TASK DESCRIPTION: Pictures do not belong in the copy, so please give every entry below again exactly.
+---+
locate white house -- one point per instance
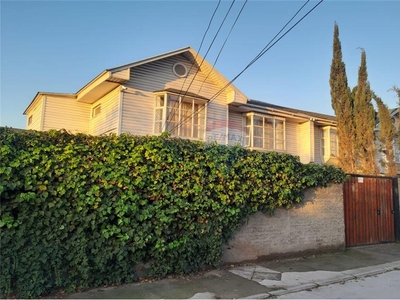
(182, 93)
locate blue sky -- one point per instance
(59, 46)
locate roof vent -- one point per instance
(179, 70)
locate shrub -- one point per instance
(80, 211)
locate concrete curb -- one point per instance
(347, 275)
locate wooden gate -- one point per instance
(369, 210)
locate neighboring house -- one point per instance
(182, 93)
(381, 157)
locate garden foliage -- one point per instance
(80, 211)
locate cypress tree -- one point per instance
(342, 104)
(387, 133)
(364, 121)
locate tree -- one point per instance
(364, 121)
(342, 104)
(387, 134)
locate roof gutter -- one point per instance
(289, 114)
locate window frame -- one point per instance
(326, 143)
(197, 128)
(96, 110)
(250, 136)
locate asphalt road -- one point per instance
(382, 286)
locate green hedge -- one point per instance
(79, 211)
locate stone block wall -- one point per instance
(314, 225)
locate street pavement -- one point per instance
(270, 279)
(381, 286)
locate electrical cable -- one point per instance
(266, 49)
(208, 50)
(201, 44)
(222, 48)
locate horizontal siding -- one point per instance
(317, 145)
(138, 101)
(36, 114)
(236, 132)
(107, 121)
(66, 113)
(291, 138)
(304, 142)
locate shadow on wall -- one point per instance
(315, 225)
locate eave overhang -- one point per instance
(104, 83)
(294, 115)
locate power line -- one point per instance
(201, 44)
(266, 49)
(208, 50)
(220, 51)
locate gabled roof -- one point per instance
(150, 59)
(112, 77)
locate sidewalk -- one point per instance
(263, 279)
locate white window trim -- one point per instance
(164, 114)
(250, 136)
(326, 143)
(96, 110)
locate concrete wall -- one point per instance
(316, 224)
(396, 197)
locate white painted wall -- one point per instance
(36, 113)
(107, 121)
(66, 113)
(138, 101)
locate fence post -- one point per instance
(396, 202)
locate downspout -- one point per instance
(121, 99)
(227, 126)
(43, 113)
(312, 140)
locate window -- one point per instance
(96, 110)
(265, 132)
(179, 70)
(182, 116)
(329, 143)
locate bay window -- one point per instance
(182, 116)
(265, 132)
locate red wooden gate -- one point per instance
+---+
EXERCISE OUTPUT:
locate white house -- one point per instance
(182, 93)
locate blue sky -- one point per instance
(59, 46)
locate roof vent -- one point per instance
(179, 70)
locate shrub -- one point per instance
(80, 211)
locate concrete curb -- one point per instance
(347, 275)
locate wooden gate -- one point per instance
(369, 210)
locate neighboring house -- one point per instance
(182, 93)
(381, 157)
locate garden foliage -- one point per instance
(80, 211)
locate cypress tree -- one point per instance
(342, 104)
(387, 133)
(364, 121)
locate tree -- one point per instance
(364, 121)
(342, 104)
(387, 134)
locate roof gutter -- one point per instance
(289, 114)
locate window frame -- one point per instance
(326, 143)
(197, 128)
(96, 110)
(250, 136)
locate asphalt road -- one point per instance
(382, 286)
locate green hedge -- one point per instance
(79, 211)
locate stone block wall -- one point per instance
(314, 225)
locate street pavement -- one point per instance
(270, 279)
(381, 286)
locate electrical cable -- one point per instance
(266, 49)
(208, 50)
(201, 44)
(222, 48)
locate horizontal siding -- one point per instance
(317, 145)
(138, 101)
(36, 114)
(236, 132)
(107, 121)
(66, 113)
(291, 138)
(304, 142)
locate shadow on wall -- one point per instance
(315, 225)
locate eave overhang -- one point per instance
(104, 83)
(294, 115)
locate power line -- one point per instance
(201, 44)
(266, 49)
(208, 50)
(220, 51)
locate gabled roof -- one point per instance
(150, 59)
(112, 77)
locate sidewalk -- one point per instance
(263, 279)
locate white window trim -- one point per instance
(164, 114)
(250, 136)
(326, 143)
(96, 110)
locate concrete wall -- one point per instance
(316, 224)
(396, 197)
locate white painted wall -- one point per instance
(36, 113)
(107, 121)
(66, 113)
(138, 101)
locate fence post -- one point per instance
(396, 202)
locate downspout -- one point per instance
(121, 99)
(227, 126)
(43, 113)
(312, 140)
locate window -- one point per instance
(96, 110)
(265, 132)
(179, 70)
(182, 116)
(329, 143)
locate bay window -- one point per instance
(182, 116)
(265, 132)
locate red wooden gate -- one point per instance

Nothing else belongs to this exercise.